YOUR ASSIGNMENT> Repeat exactly, and only, the lines of the entries below from the one with "Report x and y for each instance of the rear" through the one with "Report x and y for each instance of the sponsor", both ends included.

SUPPLIED RECORDS>

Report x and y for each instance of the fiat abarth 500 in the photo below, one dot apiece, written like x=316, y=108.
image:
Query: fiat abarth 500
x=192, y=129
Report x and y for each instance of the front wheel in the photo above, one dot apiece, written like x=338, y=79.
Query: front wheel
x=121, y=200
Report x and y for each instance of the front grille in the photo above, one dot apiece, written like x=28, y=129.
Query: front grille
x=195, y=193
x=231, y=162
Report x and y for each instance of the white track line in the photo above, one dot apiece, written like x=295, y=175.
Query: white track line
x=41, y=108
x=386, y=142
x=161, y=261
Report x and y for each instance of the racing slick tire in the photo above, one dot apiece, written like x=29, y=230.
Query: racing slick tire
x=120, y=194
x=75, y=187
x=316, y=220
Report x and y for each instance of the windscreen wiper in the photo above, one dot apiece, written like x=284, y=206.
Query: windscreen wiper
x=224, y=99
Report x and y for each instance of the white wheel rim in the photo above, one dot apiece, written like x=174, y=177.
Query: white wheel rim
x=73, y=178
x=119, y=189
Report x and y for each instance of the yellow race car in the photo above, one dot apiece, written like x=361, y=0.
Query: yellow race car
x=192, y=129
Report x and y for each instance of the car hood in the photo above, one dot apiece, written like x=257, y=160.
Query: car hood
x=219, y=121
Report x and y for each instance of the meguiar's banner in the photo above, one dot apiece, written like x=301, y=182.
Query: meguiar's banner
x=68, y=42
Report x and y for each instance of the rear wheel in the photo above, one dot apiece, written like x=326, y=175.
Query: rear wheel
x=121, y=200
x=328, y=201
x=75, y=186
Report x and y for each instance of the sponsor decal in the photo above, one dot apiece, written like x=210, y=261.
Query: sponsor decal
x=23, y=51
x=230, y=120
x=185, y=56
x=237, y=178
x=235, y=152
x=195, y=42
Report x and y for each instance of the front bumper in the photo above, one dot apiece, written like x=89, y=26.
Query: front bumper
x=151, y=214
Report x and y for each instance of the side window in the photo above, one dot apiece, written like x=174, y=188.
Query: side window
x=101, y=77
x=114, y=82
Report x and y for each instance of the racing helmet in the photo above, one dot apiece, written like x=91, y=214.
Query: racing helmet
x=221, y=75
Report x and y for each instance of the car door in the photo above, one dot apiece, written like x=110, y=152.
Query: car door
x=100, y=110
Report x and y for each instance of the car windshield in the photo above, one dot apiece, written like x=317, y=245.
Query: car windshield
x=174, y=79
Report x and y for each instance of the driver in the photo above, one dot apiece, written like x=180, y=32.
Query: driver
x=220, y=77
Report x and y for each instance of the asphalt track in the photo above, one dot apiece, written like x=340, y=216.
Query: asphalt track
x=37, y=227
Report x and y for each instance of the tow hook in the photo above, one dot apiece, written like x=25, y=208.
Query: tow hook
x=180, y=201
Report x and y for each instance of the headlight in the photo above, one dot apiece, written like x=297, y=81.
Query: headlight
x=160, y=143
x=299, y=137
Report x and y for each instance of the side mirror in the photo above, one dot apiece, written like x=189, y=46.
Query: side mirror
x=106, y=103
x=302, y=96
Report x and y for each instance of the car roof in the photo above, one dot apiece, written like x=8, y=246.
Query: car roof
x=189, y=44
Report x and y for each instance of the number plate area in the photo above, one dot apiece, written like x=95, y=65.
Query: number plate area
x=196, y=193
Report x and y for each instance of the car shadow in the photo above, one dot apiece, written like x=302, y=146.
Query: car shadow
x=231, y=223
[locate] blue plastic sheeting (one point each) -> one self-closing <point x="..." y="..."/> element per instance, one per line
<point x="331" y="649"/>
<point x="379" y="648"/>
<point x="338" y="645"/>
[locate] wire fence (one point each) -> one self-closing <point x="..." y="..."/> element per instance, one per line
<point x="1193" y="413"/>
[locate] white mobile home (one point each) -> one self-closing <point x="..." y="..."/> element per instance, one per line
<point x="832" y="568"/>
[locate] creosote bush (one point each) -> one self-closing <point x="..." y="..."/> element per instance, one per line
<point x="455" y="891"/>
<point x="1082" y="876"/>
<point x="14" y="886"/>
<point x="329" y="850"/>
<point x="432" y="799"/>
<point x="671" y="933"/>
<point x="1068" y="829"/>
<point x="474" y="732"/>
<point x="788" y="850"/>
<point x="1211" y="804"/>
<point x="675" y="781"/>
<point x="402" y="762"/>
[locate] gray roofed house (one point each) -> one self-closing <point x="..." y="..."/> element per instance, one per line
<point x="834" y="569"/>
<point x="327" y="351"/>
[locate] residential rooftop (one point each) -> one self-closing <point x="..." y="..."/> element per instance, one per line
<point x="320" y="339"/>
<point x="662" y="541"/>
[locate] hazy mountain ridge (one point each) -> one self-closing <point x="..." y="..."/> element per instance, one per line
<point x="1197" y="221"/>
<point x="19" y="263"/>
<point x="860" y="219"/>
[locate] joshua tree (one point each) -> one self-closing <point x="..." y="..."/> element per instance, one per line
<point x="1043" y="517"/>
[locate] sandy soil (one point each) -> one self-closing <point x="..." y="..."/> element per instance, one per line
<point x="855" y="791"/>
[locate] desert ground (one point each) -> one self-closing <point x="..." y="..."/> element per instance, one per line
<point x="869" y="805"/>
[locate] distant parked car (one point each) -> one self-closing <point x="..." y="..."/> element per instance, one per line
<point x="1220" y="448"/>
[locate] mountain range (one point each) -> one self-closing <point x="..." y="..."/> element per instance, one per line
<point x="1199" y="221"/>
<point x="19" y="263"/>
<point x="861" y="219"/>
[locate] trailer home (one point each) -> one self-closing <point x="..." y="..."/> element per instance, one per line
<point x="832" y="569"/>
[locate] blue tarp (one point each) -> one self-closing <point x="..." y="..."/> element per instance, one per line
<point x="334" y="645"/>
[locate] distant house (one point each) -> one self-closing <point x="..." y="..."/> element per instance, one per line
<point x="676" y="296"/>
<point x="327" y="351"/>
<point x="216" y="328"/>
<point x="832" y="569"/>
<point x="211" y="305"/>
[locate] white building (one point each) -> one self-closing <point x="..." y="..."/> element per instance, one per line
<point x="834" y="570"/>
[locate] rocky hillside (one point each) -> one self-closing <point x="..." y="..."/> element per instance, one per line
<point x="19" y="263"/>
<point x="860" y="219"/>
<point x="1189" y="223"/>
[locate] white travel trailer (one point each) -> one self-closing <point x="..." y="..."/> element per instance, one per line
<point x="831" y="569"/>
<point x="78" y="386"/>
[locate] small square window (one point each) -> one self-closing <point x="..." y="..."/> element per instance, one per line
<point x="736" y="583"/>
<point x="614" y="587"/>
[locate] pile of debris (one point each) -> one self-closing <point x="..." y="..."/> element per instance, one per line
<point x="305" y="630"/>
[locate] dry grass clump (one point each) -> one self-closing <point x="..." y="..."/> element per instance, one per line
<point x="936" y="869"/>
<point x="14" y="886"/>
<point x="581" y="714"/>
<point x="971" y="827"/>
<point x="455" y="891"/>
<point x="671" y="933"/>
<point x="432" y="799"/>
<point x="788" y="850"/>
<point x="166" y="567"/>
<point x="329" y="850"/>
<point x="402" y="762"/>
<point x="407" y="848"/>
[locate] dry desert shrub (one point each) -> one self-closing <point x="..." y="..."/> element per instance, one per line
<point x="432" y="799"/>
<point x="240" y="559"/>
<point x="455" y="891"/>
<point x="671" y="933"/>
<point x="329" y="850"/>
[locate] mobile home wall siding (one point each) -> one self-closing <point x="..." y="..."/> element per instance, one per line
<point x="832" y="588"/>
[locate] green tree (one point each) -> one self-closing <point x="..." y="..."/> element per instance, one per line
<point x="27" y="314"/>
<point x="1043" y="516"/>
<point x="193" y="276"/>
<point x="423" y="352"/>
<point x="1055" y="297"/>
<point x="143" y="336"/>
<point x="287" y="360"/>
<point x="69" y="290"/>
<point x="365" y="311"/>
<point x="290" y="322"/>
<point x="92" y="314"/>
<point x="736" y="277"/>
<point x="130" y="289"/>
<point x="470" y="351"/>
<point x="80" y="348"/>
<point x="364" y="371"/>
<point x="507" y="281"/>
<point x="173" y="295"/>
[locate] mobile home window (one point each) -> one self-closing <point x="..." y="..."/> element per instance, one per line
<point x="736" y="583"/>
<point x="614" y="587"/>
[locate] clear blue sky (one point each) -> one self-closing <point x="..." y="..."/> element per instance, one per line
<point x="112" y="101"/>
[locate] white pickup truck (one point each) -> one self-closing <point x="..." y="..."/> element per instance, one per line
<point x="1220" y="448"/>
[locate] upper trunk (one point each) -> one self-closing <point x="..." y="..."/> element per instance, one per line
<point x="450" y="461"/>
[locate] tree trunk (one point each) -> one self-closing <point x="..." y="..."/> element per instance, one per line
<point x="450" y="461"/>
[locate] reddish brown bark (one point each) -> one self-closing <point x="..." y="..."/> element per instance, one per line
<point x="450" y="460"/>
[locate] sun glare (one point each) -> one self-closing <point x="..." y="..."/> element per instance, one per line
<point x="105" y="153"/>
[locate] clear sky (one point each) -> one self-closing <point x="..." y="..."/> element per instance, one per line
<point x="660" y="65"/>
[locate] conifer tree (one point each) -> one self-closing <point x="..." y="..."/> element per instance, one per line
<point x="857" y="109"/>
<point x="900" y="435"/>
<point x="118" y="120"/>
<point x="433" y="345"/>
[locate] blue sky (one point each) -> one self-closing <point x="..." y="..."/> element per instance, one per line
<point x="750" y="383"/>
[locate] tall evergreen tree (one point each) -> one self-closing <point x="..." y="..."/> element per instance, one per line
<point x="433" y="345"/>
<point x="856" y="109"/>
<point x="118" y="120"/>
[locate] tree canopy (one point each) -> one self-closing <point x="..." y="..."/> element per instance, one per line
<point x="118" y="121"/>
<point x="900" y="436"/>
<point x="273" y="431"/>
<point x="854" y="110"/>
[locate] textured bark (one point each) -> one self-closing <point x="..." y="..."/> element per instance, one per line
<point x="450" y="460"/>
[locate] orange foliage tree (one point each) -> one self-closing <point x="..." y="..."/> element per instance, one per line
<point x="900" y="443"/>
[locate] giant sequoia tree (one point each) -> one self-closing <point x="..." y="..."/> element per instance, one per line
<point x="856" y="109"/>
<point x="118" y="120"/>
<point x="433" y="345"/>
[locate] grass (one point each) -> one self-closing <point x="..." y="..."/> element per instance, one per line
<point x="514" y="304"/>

RESULT>
Report x and y for each instance of the rear wheel in the photo above, one dot apiece, written like x=326, y=175.
Query: rear wheel
x=121, y=200
x=328, y=201
x=75, y=186
Report x and y for each instance of the sponsor decal in the photo above, one dot apiece, written like x=210, y=261.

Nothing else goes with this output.